> _Problem statement_: Locate each line in the following records that contains the string "below", and copy those lines. Case counts.

=====

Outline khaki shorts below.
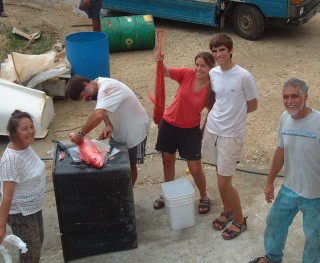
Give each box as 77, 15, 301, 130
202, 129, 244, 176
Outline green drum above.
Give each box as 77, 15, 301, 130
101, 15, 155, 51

=====

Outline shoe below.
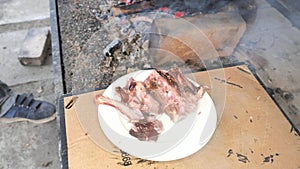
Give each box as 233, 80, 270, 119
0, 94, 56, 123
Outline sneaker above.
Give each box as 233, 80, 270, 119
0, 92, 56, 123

=====

> _Task solution_:
Outline khaki shorts below.
Outline shoe below.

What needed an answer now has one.